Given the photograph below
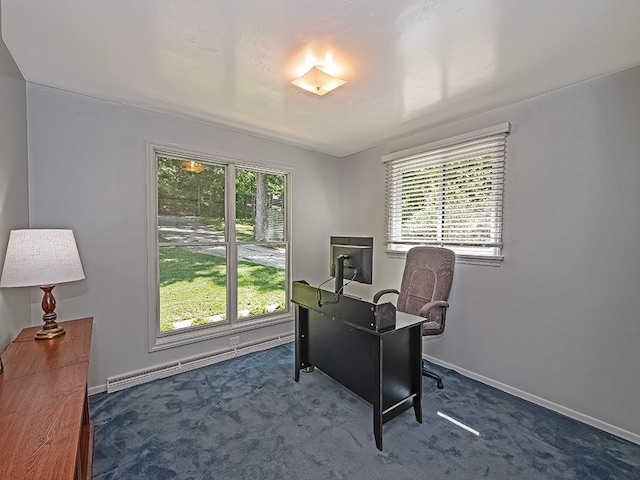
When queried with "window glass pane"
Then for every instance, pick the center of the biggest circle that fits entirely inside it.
(193, 287)
(190, 202)
(261, 279)
(260, 206)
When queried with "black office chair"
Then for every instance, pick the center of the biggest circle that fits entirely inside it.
(424, 291)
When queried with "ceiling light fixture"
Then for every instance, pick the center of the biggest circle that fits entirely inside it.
(318, 81)
(195, 167)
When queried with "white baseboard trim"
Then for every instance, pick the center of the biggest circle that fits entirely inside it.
(97, 389)
(581, 417)
(139, 377)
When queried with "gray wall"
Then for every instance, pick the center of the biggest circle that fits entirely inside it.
(14, 194)
(560, 319)
(87, 162)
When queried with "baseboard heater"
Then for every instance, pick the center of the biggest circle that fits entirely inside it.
(139, 377)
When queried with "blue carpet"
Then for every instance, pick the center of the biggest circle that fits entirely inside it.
(246, 418)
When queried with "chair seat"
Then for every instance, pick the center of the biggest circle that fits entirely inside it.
(427, 326)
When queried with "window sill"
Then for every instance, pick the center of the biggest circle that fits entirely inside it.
(487, 261)
(193, 335)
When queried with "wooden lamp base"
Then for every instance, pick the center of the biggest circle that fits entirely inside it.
(51, 329)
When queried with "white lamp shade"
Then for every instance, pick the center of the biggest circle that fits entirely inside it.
(37, 257)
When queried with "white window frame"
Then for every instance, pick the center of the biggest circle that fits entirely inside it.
(422, 156)
(164, 340)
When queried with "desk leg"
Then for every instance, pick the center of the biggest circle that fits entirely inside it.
(298, 363)
(378, 390)
(416, 361)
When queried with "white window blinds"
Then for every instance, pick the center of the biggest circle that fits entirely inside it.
(448, 193)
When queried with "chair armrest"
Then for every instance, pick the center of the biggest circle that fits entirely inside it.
(424, 311)
(377, 296)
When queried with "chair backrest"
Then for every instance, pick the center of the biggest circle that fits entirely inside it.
(428, 275)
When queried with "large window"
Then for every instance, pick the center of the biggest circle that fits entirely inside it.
(448, 194)
(222, 249)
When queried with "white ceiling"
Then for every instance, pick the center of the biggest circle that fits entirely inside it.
(409, 64)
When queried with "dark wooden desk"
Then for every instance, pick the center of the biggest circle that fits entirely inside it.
(372, 350)
(44, 409)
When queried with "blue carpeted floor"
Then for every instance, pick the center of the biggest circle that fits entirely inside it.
(247, 419)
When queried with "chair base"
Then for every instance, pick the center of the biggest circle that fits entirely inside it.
(437, 378)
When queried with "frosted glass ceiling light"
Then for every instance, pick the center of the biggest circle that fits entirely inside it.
(318, 81)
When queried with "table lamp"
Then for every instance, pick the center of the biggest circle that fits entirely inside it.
(44, 258)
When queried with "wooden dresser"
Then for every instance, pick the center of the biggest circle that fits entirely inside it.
(45, 430)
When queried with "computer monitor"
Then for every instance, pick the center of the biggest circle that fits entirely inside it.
(351, 258)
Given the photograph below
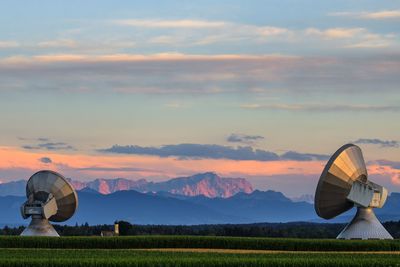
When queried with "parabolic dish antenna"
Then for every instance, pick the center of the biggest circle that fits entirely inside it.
(50, 198)
(343, 185)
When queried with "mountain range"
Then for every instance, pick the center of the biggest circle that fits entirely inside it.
(199, 199)
(166, 208)
(207, 184)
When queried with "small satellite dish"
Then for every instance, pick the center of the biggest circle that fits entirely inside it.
(343, 185)
(50, 198)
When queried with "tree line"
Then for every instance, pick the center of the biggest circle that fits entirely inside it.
(288, 230)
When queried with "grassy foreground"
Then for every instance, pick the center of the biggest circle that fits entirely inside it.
(140, 242)
(116, 257)
(194, 251)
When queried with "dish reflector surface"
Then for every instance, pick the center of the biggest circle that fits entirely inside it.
(343, 168)
(63, 192)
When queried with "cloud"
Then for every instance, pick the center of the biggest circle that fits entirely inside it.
(377, 15)
(175, 73)
(59, 43)
(49, 146)
(243, 138)
(375, 141)
(117, 169)
(292, 155)
(210, 151)
(353, 37)
(335, 33)
(45, 160)
(148, 23)
(9, 44)
(324, 108)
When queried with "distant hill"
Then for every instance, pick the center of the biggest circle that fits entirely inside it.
(166, 208)
(208, 184)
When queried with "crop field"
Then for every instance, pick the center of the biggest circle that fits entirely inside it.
(195, 251)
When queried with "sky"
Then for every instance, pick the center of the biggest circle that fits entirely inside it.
(265, 90)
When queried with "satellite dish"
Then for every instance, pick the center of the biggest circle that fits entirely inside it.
(50, 198)
(343, 185)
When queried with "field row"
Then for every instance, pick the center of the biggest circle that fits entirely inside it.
(116, 257)
(138, 242)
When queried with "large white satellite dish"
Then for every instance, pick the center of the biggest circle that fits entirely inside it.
(50, 198)
(343, 185)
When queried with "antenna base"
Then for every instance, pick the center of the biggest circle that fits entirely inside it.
(364, 225)
(39, 227)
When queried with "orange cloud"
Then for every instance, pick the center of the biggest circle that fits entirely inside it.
(384, 170)
(134, 166)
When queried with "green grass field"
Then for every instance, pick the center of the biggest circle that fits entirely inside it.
(195, 251)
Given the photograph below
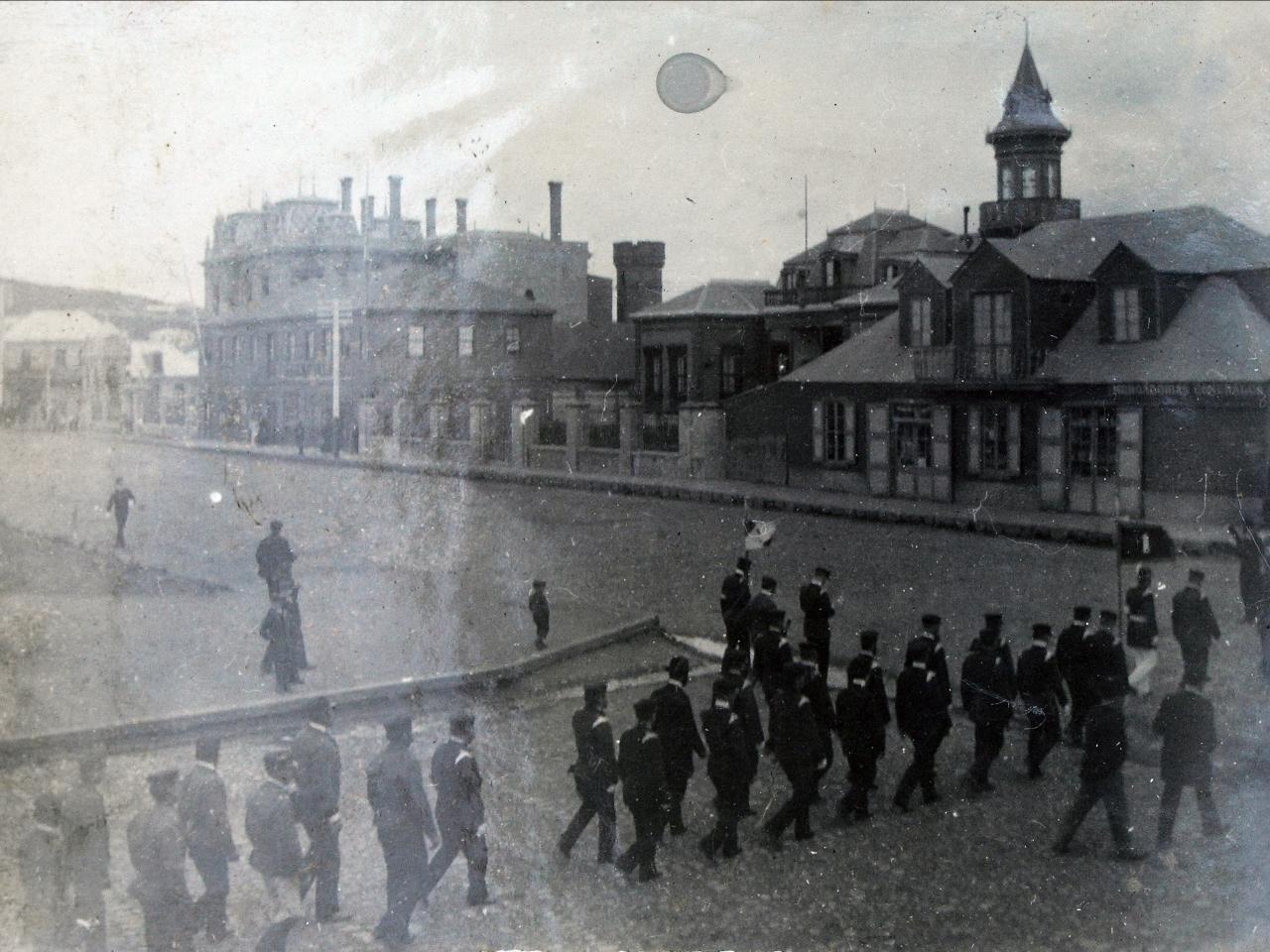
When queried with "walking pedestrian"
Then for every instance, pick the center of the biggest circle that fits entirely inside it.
(1187, 726)
(922, 716)
(594, 774)
(317, 758)
(1040, 688)
(1101, 779)
(87, 853)
(1194, 625)
(817, 611)
(119, 503)
(1141, 633)
(460, 810)
(203, 812)
(642, 769)
(276, 852)
(405, 829)
(158, 852)
(677, 728)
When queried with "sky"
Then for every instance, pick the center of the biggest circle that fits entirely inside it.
(126, 128)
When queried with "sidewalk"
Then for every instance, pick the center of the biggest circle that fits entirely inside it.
(1055, 527)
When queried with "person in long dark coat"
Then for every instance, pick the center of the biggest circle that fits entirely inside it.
(1187, 726)
(1040, 688)
(1194, 625)
(726, 766)
(677, 728)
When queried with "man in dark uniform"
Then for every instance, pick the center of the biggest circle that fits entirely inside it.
(862, 733)
(726, 767)
(158, 853)
(795, 742)
(1187, 726)
(817, 611)
(87, 852)
(317, 758)
(733, 597)
(460, 810)
(204, 823)
(642, 769)
(273, 558)
(735, 665)
(817, 690)
(677, 728)
(988, 697)
(404, 825)
(119, 503)
(594, 774)
(1040, 688)
(1105, 751)
(1194, 625)
(922, 716)
(1067, 657)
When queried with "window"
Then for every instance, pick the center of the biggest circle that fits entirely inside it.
(1091, 442)
(920, 321)
(833, 431)
(1029, 181)
(730, 375)
(912, 429)
(1127, 313)
(992, 335)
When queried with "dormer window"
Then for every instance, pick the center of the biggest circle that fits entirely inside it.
(1125, 315)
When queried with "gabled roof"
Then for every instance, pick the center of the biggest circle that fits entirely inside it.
(60, 325)
(873, 356)
(716, 298)
(1196, 236)
(1218, 335)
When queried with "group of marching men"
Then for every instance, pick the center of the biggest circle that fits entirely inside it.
(1086, 673)
(64, 860)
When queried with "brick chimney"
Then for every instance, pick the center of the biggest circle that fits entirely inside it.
(557, 223)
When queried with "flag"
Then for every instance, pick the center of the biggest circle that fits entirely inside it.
(758, 535)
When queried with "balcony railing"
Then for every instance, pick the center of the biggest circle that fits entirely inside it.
(973, 363)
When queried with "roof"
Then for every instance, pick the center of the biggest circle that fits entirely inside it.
(873, 356)
(60, 325)
(1218, 335)
(1194, 239)
(715, 298)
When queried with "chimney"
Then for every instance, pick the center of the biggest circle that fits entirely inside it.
(395, 197)
(557, 229)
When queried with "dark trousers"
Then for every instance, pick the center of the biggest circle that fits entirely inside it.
(797, 809)
(454, 841)
(921, 772)
(594, 803)
(208, 910)
(649, 823)
(321, 864)
(1209, 821)
(405, 858)
(1110, 791)
(988, 740)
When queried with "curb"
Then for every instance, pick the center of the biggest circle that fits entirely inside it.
(349, 703)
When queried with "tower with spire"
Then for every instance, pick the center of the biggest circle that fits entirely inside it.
(1029, 149)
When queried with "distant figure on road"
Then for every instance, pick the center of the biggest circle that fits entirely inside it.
(541, 613)
(273, 558)
(119, 502)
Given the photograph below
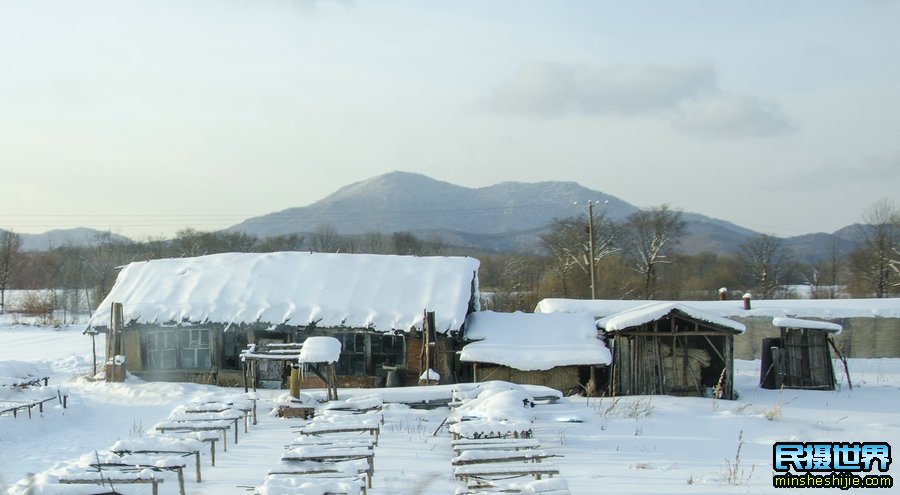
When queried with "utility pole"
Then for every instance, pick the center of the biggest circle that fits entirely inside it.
(591, 248)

* [Task to complete]:
Count the lines of the material that contain the string "dark", and reply with that number only.

* [Answer]:
4